Selection:
/---
1. System Architecture

1.A. Overview

FIG. 1 is a block diagram illustrating a hardware accelerated logic simulation system according to one embodiment of the present invention. The logic simulation system includes a dedicated hardware (HW) simulator 130, a compiler 108, and an API (Application Programming Interface) 116. The host computer 110 includes a CPU 114 and a main memory 112. The API 116 is a software interface by which the host computer 110 controls the hardware simulator 130. The dedicated HW simulator 130 includes a program memory 121, a storage memory 122, and a simulation processor 100 that includes the following: processor elements 102, an embedded local memory 104, a hardware (HW) memory interface A 142, and a hardware (HW) memory interface B 144.

The system shown in FIG. 1 operates as follows. The compiler 108 receives a description 106 of a user chip or design, for example, an RTL (Register Transfer Language) description or a netlist description of the design. The description 106 typically includes descriptions of both logic functions within the chip (i.e., user logic) and on-chip memory (i.e., user memory). The description 106 typically represents the user logic design as a directed graph, where nodes of the graph correspond to hardware blocks in the design, and typically represents the user memory by a behavioral or functional (i.e., non-synthesizable) description (although synthesizable descriptions can also be handled). The compiler 108 compiles the description 106 of the design into a program 109. The program contains instructions that simulate the user logic and that simulate the user memory. The instructions typically map the user logic within design 106 against the processor elements 102 in the simulation processor 100 in order to simulate the function of the user logic. The instructions typically map user memory within design 106 against locations within the storage memory 122. The description 106 received by the compiler 108 typically represents more that just the chip or design itself. It often also represents the test environment used to stimulate the design for simulation purposes (i.e., the test bench). The system can be designed to simulate both the chip design and the test bench (including cases where the test bench requires blocks of user memory).
\---
Direction 1:
Reproduce the passage of the simulation system description that begins at the words "1.A. Overview" and ends after the words "interface B 144.".

(Bounding box annotation entries)
/---
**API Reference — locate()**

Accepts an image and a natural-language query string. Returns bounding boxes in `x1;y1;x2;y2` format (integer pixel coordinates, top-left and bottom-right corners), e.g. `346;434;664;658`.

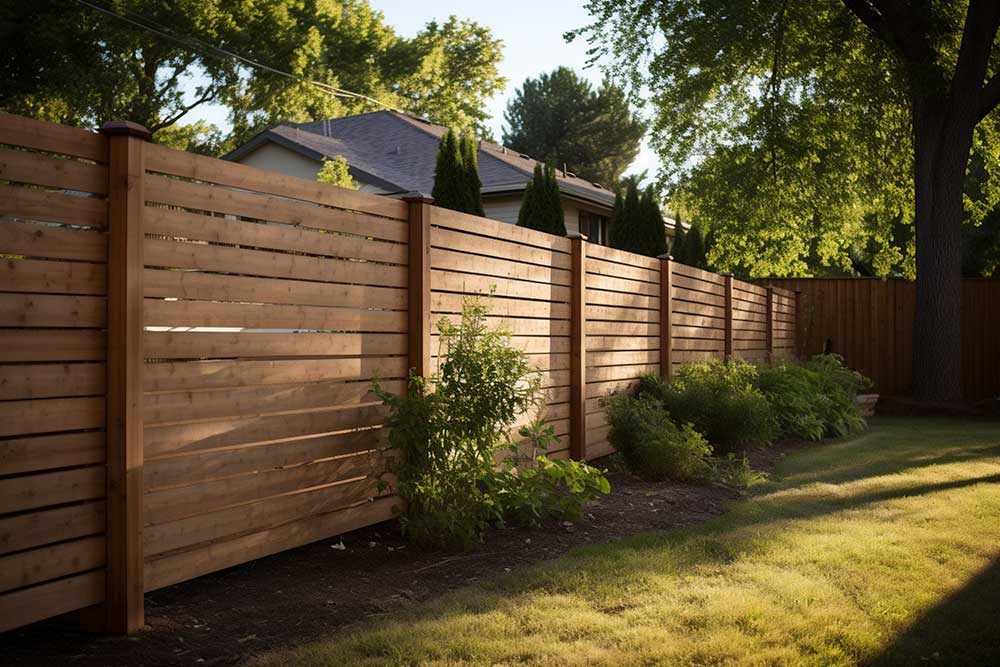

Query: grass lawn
255;418;1000;666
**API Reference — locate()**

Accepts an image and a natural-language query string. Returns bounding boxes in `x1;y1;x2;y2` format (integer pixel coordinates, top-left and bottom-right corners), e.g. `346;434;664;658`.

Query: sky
191;0;659;176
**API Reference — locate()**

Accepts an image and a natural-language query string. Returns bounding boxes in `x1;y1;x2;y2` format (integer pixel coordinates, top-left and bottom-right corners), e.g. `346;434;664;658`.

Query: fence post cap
99;120;152;141
401;190;434;204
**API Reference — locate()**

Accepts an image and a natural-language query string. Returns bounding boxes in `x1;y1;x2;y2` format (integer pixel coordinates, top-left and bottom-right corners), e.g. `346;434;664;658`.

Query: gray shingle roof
225;111;614;206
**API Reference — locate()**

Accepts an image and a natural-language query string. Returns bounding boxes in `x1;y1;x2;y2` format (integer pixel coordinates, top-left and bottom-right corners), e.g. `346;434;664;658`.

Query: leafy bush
375;299;607;547
759;354;870;440
639;359;778;453
604;394;712;481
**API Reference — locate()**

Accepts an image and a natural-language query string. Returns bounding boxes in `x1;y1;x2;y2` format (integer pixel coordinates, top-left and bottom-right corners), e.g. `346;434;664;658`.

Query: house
225;111;615;245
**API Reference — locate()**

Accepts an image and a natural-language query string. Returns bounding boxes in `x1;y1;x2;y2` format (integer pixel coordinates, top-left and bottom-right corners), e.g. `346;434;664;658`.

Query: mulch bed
0;443;796;667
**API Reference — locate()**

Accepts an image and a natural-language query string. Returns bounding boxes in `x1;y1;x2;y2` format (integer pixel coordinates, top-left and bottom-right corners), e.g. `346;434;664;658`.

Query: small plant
604;394;712;482
639;359;778;453
375;299;610;547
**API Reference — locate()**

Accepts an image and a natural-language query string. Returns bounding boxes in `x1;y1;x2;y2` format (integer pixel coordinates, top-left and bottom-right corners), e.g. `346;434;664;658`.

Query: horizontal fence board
0;220;108;262
0;257;107;294
0;148;108;195
146;144;407;220
0;431;107;475
0;293;108;328
0;185;108;229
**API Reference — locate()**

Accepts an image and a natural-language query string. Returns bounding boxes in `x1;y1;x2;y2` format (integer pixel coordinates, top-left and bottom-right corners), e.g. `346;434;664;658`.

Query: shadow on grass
866;559;1000;667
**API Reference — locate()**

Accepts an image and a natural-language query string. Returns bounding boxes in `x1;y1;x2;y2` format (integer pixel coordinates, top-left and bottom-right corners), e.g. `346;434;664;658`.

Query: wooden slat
145;405;386;461
0;257;107;294
0;185;108;229
0;329;106;363
144;299;406;333
144;380;406;427
0;293;108;328
0;466;106;516
146;497;400;591
431;228;571;270
143;269;406;310
0;112;108;162
0;221;108;262
144;454;375;526
0;500;106;553
0;431;106;475
145;331;406;359
431;247;571;287
143;207;406;264
143;480;380;559
145;357;406;391
146;144;406;220
0;570;106;632
0;537;107;596
0;148;108;194
145;239;406;287
0;396;104;436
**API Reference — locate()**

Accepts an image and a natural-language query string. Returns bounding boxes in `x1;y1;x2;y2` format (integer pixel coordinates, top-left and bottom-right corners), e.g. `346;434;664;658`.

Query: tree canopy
0;0;505;151
503;67;646;188
570;0;1000;277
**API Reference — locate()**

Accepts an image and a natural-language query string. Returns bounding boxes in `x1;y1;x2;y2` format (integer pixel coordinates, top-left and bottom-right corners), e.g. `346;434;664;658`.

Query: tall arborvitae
459;134;486;217
608;180;642;252
517;164;566;236
431;130;469;213
670;211;684;264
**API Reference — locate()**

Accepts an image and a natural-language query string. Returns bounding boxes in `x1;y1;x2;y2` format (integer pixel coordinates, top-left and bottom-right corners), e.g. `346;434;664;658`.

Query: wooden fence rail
0;115;796;632
767;278;1000;400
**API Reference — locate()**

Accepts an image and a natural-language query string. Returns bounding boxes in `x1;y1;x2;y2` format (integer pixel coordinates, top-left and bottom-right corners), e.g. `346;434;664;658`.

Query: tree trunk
912;95;975;402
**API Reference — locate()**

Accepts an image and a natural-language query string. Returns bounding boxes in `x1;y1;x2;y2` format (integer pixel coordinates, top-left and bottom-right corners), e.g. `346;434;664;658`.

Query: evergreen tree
608;180;641;252
431;130;469;213
517;164;566;236
670;217;685;264
459;134;486;218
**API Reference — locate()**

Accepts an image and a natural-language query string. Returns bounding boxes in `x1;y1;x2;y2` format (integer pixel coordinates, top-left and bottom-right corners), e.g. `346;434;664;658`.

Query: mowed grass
254;418;1000;667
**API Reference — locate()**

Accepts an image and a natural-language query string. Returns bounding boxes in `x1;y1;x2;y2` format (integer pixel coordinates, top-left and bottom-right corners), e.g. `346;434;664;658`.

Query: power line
69;0;405;113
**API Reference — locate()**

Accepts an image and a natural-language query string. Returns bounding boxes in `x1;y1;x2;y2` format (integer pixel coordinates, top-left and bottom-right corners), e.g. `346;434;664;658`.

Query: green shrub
759;354;870;440
639;359;778;453
604;394;712;481
375;299;608;547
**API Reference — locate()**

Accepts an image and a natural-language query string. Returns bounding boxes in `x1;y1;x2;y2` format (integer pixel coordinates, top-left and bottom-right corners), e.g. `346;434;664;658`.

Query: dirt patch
0;443;797;667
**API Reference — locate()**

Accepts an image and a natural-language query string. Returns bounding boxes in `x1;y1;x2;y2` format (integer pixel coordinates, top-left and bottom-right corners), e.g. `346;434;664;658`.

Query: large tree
571;0;1000;400
0;0;504;150
503;67;646;188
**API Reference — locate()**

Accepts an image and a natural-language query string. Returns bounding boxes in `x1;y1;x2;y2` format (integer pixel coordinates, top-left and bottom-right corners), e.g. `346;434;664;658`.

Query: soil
0;442;797;667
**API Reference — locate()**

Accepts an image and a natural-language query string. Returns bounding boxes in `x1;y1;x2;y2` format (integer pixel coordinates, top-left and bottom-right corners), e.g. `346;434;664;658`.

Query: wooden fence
767;278;1000;400
0;115;796;632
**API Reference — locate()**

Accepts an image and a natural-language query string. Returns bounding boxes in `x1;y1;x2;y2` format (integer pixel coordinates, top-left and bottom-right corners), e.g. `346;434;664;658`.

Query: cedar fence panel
0;115;795;632
762;278;1000;400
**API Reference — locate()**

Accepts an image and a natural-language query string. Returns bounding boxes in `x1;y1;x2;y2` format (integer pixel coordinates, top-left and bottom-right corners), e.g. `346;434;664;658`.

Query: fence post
101;121;149;634
723;273;733;359
766;285;774;363
404;195;434;377
568;233;587;461
659;253;674;378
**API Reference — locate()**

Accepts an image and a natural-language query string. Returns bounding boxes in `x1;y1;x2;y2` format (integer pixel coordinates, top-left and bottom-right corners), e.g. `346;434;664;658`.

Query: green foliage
316;155;358;190
459;133;486;217
517;164;566;236
375;299;609;547
503;67;646;187
0;0;505;152
639;359;778;453
603;393;712;482
570;0;1000;277
493;418;611;526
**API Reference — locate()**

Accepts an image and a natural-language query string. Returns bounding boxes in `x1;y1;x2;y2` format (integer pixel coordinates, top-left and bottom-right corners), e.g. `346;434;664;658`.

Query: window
580;211;608;245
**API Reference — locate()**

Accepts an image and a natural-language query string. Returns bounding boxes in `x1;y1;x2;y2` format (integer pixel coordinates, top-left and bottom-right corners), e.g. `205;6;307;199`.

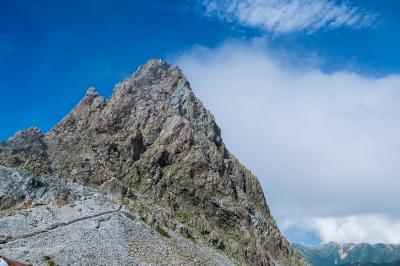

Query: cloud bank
282;214;400;243
200;0;375;33
175;41;400;242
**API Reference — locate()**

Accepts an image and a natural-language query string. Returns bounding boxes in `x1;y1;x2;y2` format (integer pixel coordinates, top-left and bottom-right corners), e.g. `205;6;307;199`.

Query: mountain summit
0;60;303;265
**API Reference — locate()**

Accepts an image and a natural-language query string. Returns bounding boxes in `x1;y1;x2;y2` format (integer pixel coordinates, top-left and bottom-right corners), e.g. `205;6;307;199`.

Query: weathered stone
0;60;303;265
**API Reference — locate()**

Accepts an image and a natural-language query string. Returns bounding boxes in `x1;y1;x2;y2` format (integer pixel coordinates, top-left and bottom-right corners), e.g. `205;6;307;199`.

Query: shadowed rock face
0;60;302;265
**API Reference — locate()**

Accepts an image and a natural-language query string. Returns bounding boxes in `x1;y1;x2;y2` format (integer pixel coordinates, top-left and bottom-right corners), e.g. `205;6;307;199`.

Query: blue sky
0;0;400;139
0;0;400;243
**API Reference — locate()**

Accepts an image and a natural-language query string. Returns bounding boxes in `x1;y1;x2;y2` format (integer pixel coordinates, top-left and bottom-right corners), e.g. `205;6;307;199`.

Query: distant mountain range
294;242;400;266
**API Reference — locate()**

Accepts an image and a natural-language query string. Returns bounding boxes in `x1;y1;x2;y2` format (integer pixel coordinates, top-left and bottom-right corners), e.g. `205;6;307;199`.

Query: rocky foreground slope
0;60;303;265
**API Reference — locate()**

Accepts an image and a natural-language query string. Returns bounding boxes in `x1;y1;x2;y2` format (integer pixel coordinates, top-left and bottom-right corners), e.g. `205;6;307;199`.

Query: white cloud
282;214;400;244
175;39;400;242
200;0;375;33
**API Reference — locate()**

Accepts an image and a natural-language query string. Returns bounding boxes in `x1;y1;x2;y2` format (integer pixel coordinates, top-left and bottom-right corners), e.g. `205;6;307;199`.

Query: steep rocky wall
0;60;302;265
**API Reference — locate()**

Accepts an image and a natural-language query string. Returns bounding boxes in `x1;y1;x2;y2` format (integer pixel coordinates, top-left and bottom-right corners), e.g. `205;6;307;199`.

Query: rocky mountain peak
8;127;42;142
0;60;302;265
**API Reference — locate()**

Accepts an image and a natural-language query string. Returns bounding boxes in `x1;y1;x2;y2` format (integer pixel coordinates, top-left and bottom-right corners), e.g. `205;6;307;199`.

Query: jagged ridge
0;60;303;265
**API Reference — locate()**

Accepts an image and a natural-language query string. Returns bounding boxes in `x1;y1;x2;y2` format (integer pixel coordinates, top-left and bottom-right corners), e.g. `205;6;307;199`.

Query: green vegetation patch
157;226;171;238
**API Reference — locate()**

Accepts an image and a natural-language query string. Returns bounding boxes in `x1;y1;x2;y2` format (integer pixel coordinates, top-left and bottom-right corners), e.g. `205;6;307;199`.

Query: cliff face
0;60;302;265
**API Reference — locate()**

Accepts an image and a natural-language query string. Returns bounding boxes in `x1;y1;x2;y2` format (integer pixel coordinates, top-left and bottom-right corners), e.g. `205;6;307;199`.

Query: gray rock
0;60;303;265
0;167;232;265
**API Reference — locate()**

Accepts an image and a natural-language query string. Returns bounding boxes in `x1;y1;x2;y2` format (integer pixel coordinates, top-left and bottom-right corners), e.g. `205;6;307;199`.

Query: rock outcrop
0;166;233;265
0;60;303;265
\---
Direction 2:
Please rewrite the entries from their first line through the line containing "401;190;434;204", keeping every line but increasing each coordinate of the returned boxes by 131. Leave the pictures out of your answer.

Finished answer 1:
1.A. Overview

FIG. 1 is a block diagram illustrating a hardware accelerated logic simulation system according to one embodiment of the present invention. The logic simulation system includes a dedicated hardware (HW) simulator 130, a compiler 108, and an API (Application Programming Interface) 116. The host computer 110 includes a CPU 114 and a main memory 112. The API 116 is a software interface by which the host computer 110 controls the hardware simulator 130. The dedicated HW simulator 130 includes a program memory 121, a storage memory 122, and a simulation processor 100 that includes the following: processor elements 102, an embedded local memory 104, a hardware (HW) memory interface A 142, and a hardware (HW) memory interface B 144.

Finished answer 2:
**API Reference — locate()**

Accepts an image and a natural-language query string. Returns bounding boxes in `x1;y1;x2;y2` format (integer pixel coordinates, top-left and bottom-right corners), e.g. `346;434;664;658`.


Query: grass lawn
386;549;1131;797
**API Reference — locate()**

Accepts an image and a natural-language query string. Returns bounding boxes in `x1;y1;x2;y2` format (integer pixel coordinates, top-left and bottom-right corners), e.g. `346;434;664;658`.

Query: sky
322;131;790;307
**API Reference — locate()**

Accepts an image and a natural-language query string. Returns bounding boxes in `x1;y1;x2;y2` format (integer pixel coordinates, top-left and bottom-right corners), e.g. `346;434;664;658`.

Query: fence post cap
230;251;283;272
532;321;565;335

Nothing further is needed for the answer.